**SHORT EXERCISE**.
Which software tools does the server-security thread below name?

**TEXT SECTION**.
-=-=-=-=-
Uhh dude… you got hacked - amitmittal1993
https://medium.com/@meuspartum/uhh-dude-you-got-hacked-249d2c08d7ed

======
drewdahlman
Author here -

The purpose of going through and removing the malicious scripts was to learn
more about server security. I figured if I had been compromised I might as
well learn what was causing it and how to fix it.

I have since toasted the server and set it back up with all of the things I
mention in the article. I wrote the piece because I felt that there might be
others out there who can learn from my mistakes and to also have a record for
myself.

We are always learning and sometimes we need to learn the hard way, I got
lucky in that this was on a side project and not any real client work.

------
Yadi
Ow man that is bad!

Thanks for sharing. Lessons shared from this post:

    
    
        1- Lock down ALL ports you are not using with either iptables or ufw.
    
    
        2- Be sure to always run system updates, 

even with doing this the exploit still made it in, but the updates can help.

    
    
        3- Use tools available to you such as iptraf, nethogs, and iftop.
-=-=-=-=-
(Entries from a point annotation set)
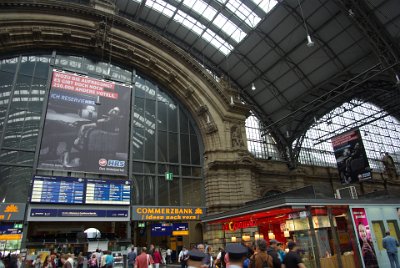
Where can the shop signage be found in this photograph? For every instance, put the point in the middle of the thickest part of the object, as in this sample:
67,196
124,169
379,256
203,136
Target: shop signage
140,213
296,215
12,211
39,212
232,226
-=-=-=-=-
**RESULT BELOW**.
iptables, ufw, iptraf, nethogs, iftop